======== Provided information ========

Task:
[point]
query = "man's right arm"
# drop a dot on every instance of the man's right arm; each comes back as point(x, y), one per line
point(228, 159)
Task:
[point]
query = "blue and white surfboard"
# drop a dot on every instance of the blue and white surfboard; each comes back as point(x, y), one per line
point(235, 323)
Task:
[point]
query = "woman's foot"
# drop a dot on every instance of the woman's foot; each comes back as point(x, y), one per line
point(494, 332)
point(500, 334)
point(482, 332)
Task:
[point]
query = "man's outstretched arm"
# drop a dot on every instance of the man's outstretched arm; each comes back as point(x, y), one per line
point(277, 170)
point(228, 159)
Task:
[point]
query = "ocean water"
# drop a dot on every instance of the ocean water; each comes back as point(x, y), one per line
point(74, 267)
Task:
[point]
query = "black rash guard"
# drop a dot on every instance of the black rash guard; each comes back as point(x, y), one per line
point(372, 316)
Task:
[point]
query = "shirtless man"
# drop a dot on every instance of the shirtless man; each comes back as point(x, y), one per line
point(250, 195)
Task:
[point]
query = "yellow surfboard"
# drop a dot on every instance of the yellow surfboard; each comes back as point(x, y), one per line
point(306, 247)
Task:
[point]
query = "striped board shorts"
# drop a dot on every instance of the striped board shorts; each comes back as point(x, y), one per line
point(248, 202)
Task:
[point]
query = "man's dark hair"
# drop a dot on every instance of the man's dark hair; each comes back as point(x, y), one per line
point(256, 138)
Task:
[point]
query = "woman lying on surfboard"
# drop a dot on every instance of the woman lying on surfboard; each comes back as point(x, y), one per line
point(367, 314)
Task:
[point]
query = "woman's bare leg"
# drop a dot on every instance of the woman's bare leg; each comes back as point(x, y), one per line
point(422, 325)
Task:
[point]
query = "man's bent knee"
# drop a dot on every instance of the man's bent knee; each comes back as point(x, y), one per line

========

Set problem: Copy the listing above line for line, with no changes.

The answer:
Task:
[point]
query = "man's right arm"
# drop a dot on every instance of the man's right arm; each comes back as point(x, y), one per line
point(228, 159)
Task:
[point]
query = "blue and white surfboard"
# drop a dot on every instance of the blue and white surfboard; each comes back as point(x, y), one per line
point(235, 323)
Task:
[point]
query = "woman's foot"
# drop a dot on every instance of the woman's foot; each comes back as point(x, y), one per line
point(494, 332)
point(500, 334)
point(482, 332)
Task:
[point]
query = "man's outstretched arm"
# drop a dot on every instance of the man's outstretched arm; each comes back as point(x, y), one per line
point(277, 170)
point(228, 159)
Task:
[point]
query = "ocean water"
# drop a dot on every instance of the ocean water; each comes back as point(x, y), one per line
point(74, 267)
Task:
[point]
query = "black rash guard"
# drop a dot on every instance of the black rash guard; each comes back as point(x, y), one per line
point(372, 316)
Task:
[point]
query = "shirtless man"
# drop a dot on every instance of the shirtless man; each comes back as point(x, y), one per line
point(250, 195)
Task:
[point]
query = "yellow surfboard"
# drop a dot on every instance of the yellow surfboard; each comes back as point(x, y), one per line
point(306, 247)
Task:
[point]
query = "striped board shorts"
# drop a dot on every instance of the striped board shorts; each comes back as point(x, y), one per line
point(248, 202)
Task:
[point]
query = "man's dark hair"
# drop a dot on every instance of the man's dark hair; each comes back as point(x, y), one per line
point(256, 138)
Task:
[point]
query = "woman lying on surfboard"
# drop a dot on every instance of the woman lying on surfboard; each comes back as point(x, y), one per line
point(367, 314)
Task:
[point]
query = "woman's bare leg"
# drop a dot on every instance of the woman's bare leg; each comes back as point(x, y), one per line
point(422, 325)
Task:
[point]
query = "man's bent knee"
# drop a dot on every instance of the man's bent knee; each comes back as point(x, y), one per line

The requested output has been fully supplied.